Task requirements: All lines ahead of the one containing "like x=194, y=136." are to be left out; that line and each one after it, through the end of the records below, are to be duplicated exactly.
** Opening Exercise data block **
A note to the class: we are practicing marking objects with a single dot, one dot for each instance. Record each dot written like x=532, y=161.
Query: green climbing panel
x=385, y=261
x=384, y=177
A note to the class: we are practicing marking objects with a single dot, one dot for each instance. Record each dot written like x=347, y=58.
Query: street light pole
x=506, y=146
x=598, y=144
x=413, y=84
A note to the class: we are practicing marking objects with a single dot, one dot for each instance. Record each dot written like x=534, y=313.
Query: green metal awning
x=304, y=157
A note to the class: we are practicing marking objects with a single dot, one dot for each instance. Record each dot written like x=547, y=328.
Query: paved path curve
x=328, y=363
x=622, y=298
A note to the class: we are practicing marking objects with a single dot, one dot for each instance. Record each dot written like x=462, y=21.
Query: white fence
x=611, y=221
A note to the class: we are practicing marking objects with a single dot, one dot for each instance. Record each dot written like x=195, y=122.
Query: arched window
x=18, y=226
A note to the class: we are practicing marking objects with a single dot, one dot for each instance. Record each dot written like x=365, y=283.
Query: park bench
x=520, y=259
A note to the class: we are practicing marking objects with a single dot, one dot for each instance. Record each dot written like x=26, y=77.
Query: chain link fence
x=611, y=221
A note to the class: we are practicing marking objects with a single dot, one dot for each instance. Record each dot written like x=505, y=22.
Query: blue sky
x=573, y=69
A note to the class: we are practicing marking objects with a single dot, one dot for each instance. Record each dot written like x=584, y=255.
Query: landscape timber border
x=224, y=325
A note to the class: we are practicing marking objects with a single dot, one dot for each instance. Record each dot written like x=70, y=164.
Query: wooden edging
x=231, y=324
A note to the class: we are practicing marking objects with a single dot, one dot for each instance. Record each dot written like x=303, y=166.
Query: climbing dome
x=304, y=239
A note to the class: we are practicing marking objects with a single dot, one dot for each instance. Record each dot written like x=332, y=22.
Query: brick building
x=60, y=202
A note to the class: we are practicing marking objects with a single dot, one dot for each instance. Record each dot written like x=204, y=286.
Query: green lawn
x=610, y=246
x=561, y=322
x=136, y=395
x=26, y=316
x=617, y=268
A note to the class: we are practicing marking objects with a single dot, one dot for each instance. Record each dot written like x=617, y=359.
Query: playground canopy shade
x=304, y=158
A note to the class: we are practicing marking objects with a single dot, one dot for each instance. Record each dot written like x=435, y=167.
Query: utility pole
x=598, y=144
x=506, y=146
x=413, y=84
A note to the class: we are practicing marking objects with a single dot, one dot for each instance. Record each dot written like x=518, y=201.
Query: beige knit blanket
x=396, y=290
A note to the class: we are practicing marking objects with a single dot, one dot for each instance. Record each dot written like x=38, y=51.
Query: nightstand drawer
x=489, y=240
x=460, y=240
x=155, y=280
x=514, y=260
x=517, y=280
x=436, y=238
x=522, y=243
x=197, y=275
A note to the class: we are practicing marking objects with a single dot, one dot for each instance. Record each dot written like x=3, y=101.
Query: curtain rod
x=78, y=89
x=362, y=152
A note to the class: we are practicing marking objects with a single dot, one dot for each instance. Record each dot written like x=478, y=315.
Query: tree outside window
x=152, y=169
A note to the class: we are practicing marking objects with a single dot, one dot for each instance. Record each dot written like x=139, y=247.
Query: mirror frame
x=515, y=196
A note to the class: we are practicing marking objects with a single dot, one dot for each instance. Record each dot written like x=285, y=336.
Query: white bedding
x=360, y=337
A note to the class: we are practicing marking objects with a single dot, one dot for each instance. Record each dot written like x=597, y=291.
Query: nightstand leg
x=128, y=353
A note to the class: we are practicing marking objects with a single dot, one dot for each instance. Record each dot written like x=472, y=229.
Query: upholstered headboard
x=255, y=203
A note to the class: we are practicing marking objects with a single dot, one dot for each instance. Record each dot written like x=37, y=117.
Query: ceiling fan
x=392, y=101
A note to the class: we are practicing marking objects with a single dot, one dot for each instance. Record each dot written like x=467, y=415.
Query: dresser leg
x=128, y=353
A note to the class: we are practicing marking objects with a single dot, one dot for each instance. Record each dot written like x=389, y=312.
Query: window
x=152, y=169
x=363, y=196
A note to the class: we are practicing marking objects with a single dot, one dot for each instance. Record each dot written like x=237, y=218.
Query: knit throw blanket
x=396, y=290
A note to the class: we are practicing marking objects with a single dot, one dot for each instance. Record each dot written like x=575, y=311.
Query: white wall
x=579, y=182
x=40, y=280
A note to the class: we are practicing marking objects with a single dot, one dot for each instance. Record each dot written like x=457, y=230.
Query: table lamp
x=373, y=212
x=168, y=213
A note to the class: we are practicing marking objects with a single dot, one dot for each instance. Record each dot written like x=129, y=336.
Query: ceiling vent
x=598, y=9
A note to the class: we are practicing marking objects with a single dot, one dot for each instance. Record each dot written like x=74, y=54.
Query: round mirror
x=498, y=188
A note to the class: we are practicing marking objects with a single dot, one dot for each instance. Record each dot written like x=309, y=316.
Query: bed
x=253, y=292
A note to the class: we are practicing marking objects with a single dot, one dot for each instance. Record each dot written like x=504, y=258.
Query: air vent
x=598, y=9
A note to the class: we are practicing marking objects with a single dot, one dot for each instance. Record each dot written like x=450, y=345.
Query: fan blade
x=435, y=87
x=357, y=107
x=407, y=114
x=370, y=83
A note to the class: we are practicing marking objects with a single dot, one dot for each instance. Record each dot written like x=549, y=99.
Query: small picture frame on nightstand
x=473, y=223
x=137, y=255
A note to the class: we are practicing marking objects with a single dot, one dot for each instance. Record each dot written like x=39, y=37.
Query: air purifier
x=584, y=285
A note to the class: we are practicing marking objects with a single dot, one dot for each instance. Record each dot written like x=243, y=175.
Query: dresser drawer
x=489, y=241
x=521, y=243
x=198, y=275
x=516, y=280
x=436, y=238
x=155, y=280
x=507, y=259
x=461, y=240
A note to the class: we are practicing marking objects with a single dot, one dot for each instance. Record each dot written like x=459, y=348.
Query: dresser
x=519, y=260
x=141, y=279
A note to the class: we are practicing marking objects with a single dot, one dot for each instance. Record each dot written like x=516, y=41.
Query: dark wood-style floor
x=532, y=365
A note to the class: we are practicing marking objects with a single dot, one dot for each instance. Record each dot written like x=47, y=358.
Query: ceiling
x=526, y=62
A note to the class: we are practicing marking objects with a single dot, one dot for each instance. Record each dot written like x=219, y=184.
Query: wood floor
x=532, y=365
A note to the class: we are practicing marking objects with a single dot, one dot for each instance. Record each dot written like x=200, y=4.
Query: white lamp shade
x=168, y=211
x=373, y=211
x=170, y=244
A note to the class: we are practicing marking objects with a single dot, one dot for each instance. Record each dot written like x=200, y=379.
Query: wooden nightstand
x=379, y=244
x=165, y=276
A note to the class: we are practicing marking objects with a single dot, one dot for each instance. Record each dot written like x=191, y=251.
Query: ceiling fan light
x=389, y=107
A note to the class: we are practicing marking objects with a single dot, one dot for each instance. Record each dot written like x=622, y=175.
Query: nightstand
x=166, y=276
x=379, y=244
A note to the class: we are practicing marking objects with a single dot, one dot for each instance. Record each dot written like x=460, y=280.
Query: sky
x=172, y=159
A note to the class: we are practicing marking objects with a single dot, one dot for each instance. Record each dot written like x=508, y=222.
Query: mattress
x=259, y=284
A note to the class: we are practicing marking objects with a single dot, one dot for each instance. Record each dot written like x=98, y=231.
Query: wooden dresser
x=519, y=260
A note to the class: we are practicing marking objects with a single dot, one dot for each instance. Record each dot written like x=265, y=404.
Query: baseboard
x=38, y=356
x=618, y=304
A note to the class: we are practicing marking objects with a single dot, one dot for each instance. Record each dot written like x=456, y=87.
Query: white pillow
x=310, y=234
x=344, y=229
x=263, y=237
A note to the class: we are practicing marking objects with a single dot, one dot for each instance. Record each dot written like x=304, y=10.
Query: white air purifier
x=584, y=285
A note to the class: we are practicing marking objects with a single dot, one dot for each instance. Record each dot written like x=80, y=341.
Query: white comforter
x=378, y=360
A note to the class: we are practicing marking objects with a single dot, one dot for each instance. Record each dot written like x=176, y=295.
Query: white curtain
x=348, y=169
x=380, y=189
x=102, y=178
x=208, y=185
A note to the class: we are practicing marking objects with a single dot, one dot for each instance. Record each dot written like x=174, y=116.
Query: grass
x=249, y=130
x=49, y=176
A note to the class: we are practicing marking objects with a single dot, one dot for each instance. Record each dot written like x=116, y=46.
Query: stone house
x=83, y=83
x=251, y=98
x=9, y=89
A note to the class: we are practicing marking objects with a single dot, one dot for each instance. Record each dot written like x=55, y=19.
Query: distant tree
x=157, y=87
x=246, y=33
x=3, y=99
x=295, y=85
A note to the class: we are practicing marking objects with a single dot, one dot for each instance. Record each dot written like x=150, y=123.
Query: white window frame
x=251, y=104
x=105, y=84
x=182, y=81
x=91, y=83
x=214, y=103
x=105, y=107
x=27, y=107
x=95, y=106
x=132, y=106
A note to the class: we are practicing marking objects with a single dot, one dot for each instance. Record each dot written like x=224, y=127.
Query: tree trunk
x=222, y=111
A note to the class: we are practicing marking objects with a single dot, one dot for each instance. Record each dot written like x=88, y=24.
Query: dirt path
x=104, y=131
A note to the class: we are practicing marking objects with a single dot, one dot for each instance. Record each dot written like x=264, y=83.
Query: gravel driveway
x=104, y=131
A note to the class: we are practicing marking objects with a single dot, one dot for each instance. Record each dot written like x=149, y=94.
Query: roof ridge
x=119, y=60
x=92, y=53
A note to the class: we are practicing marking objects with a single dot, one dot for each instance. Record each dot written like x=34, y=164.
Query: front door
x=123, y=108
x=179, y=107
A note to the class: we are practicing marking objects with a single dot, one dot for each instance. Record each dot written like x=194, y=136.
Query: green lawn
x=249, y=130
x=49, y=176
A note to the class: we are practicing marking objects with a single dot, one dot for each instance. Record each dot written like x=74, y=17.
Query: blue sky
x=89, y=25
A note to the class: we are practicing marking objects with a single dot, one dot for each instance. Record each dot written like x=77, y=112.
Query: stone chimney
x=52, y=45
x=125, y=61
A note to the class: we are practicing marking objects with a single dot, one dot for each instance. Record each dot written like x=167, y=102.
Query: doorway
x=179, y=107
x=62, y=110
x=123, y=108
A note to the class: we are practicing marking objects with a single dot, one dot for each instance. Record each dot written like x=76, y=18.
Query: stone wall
** Closing Exercise data block **
Answer for this exercise:
A note to the class: we are practicing marking objects with a single dot, one dot for each instance. Record each dot written like x=194, y=136.
Query: green lawn
x=249, y=130
x=49, y=176
A note to the class: we are practicing marking objects with a single dot, one dot for each instance. Record each dot written like x=74, y=17.
Query: blue sky
x=89, y=25
A note to the class: we are practicing marking objects with a single dot, one dot for each instance. Record each dot written like x=77, y=112.
Query: stone chimney
x=52, y=45
x=125, y=61
A note to the class: we are practicing marking objects with a single dot, one dot for each instance. Record each dot written like x=167, y=102.
Query: doorway
x=179, y=107
x=62, y=110
x=123, y=108
A note to the class: we are practicing marking objects with a single dot, one dot for each instance. Record each dot written like x=76, y=18.
Query: stone wall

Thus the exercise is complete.